**WHAT YOU WILL DO**
Reproduce the listing below word for word, keeping every line.

[Items listed in a dataset]
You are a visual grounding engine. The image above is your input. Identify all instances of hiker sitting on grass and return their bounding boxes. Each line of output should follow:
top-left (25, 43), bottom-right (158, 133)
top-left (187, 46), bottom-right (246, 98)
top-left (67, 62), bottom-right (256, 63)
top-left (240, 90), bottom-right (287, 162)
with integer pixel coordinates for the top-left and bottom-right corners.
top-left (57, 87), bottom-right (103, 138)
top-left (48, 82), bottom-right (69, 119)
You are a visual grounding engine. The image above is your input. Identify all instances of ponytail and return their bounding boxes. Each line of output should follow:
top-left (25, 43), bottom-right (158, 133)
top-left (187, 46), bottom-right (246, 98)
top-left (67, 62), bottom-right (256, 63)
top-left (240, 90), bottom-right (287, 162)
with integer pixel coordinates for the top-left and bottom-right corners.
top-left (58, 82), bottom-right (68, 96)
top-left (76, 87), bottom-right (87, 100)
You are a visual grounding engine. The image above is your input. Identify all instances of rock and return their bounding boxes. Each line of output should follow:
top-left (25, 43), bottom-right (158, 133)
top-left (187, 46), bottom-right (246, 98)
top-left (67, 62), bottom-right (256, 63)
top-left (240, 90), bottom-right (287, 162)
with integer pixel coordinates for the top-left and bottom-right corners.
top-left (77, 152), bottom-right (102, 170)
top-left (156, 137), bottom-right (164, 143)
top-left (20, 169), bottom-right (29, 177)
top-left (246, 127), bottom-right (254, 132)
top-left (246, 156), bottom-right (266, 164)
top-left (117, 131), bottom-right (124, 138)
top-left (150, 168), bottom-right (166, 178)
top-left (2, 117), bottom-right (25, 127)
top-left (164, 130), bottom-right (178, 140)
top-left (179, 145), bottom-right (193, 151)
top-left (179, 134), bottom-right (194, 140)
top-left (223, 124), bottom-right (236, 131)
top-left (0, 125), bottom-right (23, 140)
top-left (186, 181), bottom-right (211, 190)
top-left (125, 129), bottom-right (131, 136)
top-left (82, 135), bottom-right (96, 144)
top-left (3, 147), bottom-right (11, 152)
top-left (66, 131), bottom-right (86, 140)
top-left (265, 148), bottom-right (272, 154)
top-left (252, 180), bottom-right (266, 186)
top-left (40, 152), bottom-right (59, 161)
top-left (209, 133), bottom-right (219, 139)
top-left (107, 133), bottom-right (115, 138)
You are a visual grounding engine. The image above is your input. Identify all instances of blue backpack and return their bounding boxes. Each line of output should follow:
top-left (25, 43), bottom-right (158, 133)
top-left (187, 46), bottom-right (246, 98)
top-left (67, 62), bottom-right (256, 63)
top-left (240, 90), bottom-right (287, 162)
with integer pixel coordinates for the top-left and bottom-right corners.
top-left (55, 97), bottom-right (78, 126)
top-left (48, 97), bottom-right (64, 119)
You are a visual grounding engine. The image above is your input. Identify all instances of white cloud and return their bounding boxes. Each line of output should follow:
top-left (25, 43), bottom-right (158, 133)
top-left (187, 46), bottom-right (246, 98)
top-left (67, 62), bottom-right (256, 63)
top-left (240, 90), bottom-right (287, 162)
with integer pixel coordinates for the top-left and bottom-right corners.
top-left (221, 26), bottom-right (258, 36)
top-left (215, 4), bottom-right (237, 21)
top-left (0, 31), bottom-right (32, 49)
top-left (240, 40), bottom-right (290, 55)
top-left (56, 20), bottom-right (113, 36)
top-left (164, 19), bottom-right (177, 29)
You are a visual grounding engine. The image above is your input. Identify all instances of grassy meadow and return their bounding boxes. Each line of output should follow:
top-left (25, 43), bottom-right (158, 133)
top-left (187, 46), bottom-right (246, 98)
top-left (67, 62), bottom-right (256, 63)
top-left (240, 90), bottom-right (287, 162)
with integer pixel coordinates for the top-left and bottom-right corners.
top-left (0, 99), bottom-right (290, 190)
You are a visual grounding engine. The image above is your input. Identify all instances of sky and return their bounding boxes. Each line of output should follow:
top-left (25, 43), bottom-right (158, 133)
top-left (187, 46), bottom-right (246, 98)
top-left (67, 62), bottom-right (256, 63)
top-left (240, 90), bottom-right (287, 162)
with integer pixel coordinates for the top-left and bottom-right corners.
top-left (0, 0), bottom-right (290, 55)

**REPLY TO THE TASK**
You are a visual grounding engine. The image above is your input. Identify all instances of hiker sitting on grass and return their bounding boxes. Each line of output should follow:
top-left (25, 43), bottom-right (158, 133)
top-left (187, 46), bottom-right (246, 98)
top-left (67, 62), bottom-right (256, 63)
top-left (240, 90), bottom-right (287, 162)
with integer pixel coordinates for the top-left and bottom-right corners.
top-left (57, 87), bottom-right (103, 138)
top-left (48, 82), bottom-right (69, 119)
You are a visual grounding engine. The image above is your input. Identify all instances of ponytail and return their bounding boxes. Each line of output should follow:
top-left (25, 43), bottom-right (158, 133)
top-left (187, 46), bottom-right (246, 98)
top-left (67, 62), bottom-right (256, 63)
top-left (240, 90), bottom-right (287, 162)
with integer pixel coordinates for the top-left and bottom-right corners.
top-left (58, 82), bottom-right (68, 96)
top-left (76, 87), bottom-right (87, 100)
You are a visual grounding engine. The image above is your input. Identify all instances of rock and return their bounding boxes. Each line of output should follow:
top-left (25, 43), bottom-right (158, 133)
top-left (187, 46), bottom-right (246, 98)
top-left (67, 62), bottom-right (256, 63)
top-left (240, 90), bottom-right (287, 162)
with integer pixel coordinates for the top-left and bottom-right corners.
top-left (77, 152), bottom-right (102, 170)
top-left (156, 137), bottom-right (164, 143)
top-left (20, 169), bottom-right (29, 177)
top-left (246, 127), bottom-right (254, 132)
top-left (246, 156), bottom-right (266, 164)
top-left (117, 131), bottom-right (124, 138)
top-left (150, 168), bottom-right (166, 178)
top-left (2, 117), bottom-right (25, 127)
top-left (164, 130), bottom-right (178, 140)
top-left (179, 145), bottom-right (193, 151)
top-left (179, 134), bottom-right (194, 140)
top-left (223, 124), bottom-right (236, 131)
top-left (0, 125), bottom-right (23, 140)
top-left (186, 181), bottom-right (211, 190)
top-left (125, 129), bottom-right (131, 136)
top-left (82, 135), bottom-right (96, 144)
top-left (3, 147), bottom-right (11, 152)
top-left (66, 131), bottom-right (86, 140)
top-left (265, 148), bottom-right (272, 154)
top-left (252, 180), bottom-right (266, 186)
top-left (40, 152), bottom-right (59, 161)
top-left (209, 133), bottom-right (219, 139)
top-left (107, 133), bottom-right (115, 138)
You are a visual grounding engine. The image above is your input. Identify all instances of blue backpack and return their bounding boxes. Each line of output should follow:
top-left (25, 43), bottom-right (158, 133)
top-left (187, 46), bottom-right (246, 98)
top-left (67, 62), bottom-right (256, 63)
top-left (240, 90), bottom-right (287, 162)
with integer pixel coordinates for the top-left and bottom-right corners.
top-left (55, 97), bottom-right (78, 126)
top-left (48, 97), bottom-right (64, 119)
You are a visual grounding engine. The image above is your input. Identify all instances of white cloud and return their bounding boxes. Each line of output should follow:
top-left (25, 43), bottom-right (158, 133)
top-left (187, 46), bottom-right (246, 98)
top-left (67, 62), bottom-right (256, 63)
top-left (240, 90), bottom-right (287, 162)
with integer pixel coordinates for the top-left and bottom-right corners.
top-left (221, 26), bottom-right (258, 36)
top-left (215, 4), bottom-right (237, 21)
top-left (0, 31), bottom-right (32, 49)
top-left (240, 40), bottom-right (290, 55)
top-left (56, 20), bottom-right (113, 36)
top-left (164, 19), bottom-right (177, 29)
You are a visual grounding engine. The image above is your input. Identify all instances of grassy meadow and return their bounding boxes. Each line of output should follow:
top-left (25, 43), bottom-right (158, 133)
top-left (187, 46), bottom-right (246, 98)
top-left (67, 62), bottom-right (256, 63)
top-left (240, 90), bottom-right (287, 162)
with integer pixel coordinates for the top-left and bottom-right corners.
top-left (0, 99), bottom-right (290, 190)
You are a visual grounding engine. The image above is your input. Identify all instances of sky and return their bounding boxes. Each line of output should follow:
top-left (25, 43), bottom-right (158, 133)
top-left (187, 46), bottom-right (246, 98)
top-left (67, 62), bottom-right (256, 63)
top-left (240, 90), bottom-right (287, 162)
with integer pixel coordinates for the top-left and bottom-right corners.
top-left (0, 0), bottom-right (290, 55)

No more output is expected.